◆ **EXERCISES TO COMPLETE**
(a) In the article on coaching in the NFL, what does Sanders call himself?
(b) Resume the article on coaching in the NFL, picking up right after its last sentence.

◆ **SELECTION**

[start]

Barry Switzer doesn't want to coach in NFL for same reason Deion Sanders doesn't

When asked if he'd return to NFL coaching, Switzer's answers sounded exactly like Sanders'.

"I'm good. I would never coach pros," Switzer prefaced before saying, "You played with guys that was getting a handsome check that didn't want to play. How am I going to handle that as a coach? … Here [in college], I can regulate that. At the next level, come on, man. These cats don't even want to practice no more.

"I think the game is getting better and better because the athletes are phenomenal nowadays, but I can't do it. I love the college game. I love still having influence on the minds and the games of these young men. I love shaping them and molding them. I couldn't do that on the next level."

Sanders believes he and NFL players would butt heads if he were to take his coaching talents to the pros.

“I’m old school,” Sanders said (h/t On3). “I’m not gonna say they’re too soft, but we might collide with the thought process of even getting to the game. My disruption is going to start on Monday when we’re watching that film of the previous game. Then we gotta flush that and then you’re off Tuesday. And so, I’m gonna give you off Tuesday, but that does that mean you don’t come in? What does that mean? Because if you wanna be great, most guys come in there.

[end]

◆ **MATERIAL SHOWN**
[start]

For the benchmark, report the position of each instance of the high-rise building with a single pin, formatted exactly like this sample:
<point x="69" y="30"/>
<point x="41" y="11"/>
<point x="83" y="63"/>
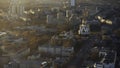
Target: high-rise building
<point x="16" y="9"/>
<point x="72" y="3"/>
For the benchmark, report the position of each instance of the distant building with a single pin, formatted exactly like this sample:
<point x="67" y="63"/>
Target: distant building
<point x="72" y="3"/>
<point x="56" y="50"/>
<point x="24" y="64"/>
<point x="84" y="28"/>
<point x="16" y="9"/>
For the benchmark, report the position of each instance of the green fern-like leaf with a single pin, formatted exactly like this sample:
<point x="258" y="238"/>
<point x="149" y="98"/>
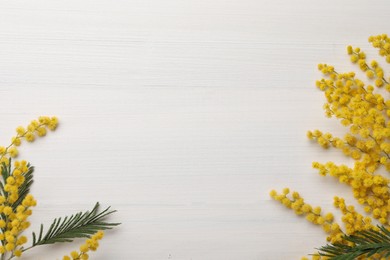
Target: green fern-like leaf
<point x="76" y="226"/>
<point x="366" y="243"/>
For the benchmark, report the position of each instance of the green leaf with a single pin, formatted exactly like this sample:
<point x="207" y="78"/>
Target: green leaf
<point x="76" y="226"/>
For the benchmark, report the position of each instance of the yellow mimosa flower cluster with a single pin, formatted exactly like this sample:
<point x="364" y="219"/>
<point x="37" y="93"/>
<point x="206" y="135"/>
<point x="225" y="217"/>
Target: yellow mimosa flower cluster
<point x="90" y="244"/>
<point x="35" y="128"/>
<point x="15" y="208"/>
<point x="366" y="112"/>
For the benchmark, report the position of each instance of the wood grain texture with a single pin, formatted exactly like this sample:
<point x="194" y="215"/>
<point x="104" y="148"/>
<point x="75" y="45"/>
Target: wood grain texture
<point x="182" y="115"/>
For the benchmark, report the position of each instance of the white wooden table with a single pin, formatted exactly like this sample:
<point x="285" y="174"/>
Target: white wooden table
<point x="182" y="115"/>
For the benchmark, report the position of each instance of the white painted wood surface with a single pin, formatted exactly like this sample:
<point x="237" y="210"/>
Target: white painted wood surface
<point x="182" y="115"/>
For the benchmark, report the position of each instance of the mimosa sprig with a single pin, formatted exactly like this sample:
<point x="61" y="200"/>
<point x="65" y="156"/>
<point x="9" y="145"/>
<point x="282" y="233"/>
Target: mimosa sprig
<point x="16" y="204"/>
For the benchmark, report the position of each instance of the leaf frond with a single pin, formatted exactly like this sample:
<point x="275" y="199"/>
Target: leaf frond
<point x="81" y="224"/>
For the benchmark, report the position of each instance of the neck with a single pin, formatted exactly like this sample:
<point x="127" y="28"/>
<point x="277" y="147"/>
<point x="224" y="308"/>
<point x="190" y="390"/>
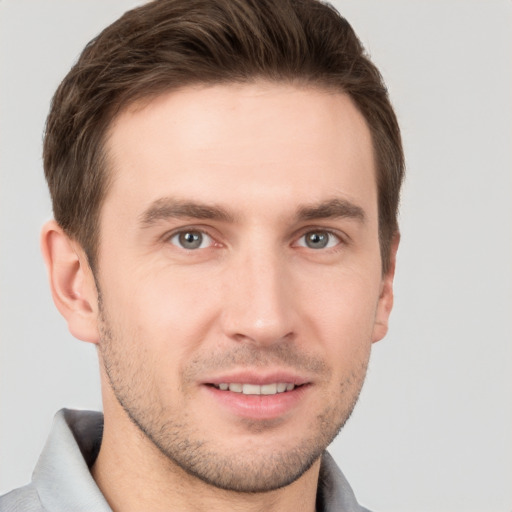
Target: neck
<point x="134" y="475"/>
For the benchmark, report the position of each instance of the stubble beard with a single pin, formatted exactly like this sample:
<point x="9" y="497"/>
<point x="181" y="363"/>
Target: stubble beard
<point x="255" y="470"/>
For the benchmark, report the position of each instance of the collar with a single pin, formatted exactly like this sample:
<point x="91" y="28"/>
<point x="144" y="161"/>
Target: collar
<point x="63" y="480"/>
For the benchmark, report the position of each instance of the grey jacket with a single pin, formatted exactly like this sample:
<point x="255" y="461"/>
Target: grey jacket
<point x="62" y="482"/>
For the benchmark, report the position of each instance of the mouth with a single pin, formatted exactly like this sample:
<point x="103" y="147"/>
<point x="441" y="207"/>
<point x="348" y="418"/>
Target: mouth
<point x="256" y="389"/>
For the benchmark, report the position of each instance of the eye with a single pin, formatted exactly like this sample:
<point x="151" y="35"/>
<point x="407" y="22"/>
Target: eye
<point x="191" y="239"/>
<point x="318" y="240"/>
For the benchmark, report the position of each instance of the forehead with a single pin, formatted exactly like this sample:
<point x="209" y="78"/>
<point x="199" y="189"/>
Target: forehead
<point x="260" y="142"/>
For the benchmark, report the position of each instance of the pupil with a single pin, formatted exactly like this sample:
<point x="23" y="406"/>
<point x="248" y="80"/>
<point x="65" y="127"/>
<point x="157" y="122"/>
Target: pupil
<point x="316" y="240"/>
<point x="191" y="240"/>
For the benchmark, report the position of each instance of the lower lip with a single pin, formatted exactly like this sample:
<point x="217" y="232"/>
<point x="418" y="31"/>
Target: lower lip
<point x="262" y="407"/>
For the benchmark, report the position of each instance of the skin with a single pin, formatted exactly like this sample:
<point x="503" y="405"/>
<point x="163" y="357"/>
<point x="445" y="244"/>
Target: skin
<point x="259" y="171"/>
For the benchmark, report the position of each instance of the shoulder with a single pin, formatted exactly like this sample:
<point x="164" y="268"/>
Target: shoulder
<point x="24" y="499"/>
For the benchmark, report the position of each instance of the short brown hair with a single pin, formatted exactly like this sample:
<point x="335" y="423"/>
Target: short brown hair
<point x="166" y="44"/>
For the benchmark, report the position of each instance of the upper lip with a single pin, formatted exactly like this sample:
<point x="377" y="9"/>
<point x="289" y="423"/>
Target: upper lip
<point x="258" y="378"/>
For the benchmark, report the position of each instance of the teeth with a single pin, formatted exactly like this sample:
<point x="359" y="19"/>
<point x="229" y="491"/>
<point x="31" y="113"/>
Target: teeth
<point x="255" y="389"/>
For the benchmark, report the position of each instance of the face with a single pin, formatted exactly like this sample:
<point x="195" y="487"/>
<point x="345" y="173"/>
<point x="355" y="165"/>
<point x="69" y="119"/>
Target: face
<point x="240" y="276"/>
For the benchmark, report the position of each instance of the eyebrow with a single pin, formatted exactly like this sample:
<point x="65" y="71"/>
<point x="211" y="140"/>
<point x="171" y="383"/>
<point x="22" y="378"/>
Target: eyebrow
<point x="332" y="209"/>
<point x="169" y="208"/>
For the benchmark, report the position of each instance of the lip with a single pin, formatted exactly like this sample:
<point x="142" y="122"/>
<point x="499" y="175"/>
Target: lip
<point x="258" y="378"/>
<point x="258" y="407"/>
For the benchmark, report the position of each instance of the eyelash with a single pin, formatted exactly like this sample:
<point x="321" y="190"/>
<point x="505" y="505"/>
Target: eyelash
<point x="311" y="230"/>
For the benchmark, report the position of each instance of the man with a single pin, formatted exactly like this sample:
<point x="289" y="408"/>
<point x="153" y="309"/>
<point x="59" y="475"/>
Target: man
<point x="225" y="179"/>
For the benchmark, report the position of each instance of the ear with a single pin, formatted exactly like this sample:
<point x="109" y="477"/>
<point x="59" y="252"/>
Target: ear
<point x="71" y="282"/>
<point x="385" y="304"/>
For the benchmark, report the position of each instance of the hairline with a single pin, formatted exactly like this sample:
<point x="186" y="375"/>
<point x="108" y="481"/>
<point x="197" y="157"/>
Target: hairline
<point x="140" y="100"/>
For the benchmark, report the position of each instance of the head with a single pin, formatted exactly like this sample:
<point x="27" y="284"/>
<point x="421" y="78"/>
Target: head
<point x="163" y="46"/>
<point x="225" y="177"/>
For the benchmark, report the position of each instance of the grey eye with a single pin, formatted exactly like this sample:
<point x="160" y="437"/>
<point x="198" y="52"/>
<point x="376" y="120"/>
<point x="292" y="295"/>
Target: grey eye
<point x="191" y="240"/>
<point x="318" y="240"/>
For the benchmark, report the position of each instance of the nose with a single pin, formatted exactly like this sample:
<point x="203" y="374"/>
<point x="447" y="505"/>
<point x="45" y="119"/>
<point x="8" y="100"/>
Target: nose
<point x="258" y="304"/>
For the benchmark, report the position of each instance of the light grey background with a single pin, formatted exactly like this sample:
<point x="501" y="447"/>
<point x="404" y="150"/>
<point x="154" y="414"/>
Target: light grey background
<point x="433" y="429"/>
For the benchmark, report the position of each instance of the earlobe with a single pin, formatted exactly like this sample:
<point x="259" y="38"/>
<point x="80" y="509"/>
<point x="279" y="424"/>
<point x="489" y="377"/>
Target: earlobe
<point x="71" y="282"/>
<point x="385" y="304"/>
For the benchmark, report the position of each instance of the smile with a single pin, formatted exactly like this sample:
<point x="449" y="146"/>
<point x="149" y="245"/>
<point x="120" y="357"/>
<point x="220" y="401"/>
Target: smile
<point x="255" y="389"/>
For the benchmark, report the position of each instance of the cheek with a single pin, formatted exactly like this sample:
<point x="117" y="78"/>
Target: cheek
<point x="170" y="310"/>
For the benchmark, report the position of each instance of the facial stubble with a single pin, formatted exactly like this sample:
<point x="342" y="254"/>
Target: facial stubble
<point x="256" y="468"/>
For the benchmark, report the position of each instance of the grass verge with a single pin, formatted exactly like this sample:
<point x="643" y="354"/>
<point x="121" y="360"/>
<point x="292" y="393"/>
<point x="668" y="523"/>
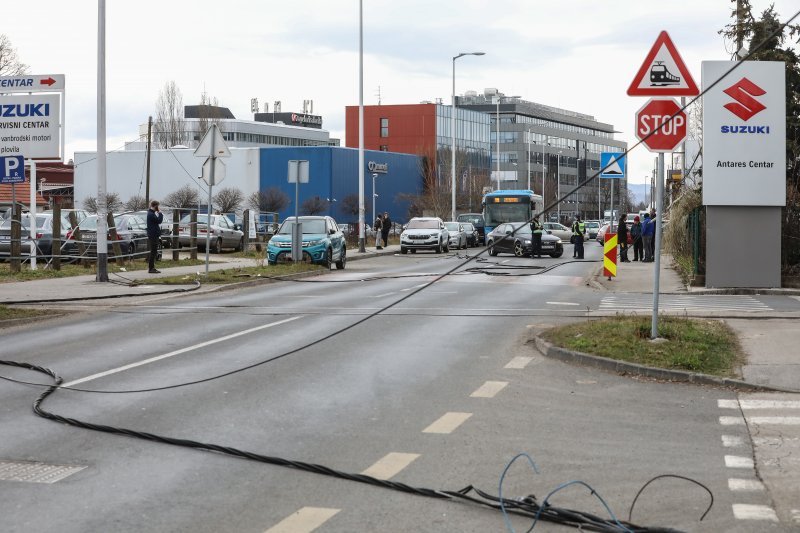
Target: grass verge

[end]

◆ **OUTPUTS IN ORDER**
(a) He calls himself "old school."

(b)
“Then Wednesday — how you approach this new test, this new challenge. When we display the gameplan to you, are you tentative about that? Like here [at Colorado], every Friday I put up film times of the entire team. Who all watch film? So, if you don’t watch any film on that Friday, you ain’t playing. Because there’s no way you’re prepared, it’s no way you can help us because you aren’t prepared. … So, I’m old school to that aspect that I want unity, I want these guys to want this and on social media, you know we got that like button. I want a love button in this game. I don’t want you to like this, I want you to love this.”

Sanders and Switzer do most things differently when it comes to, well, everything, but something they have in common is preferring to coach at the collegiate level over the NFL.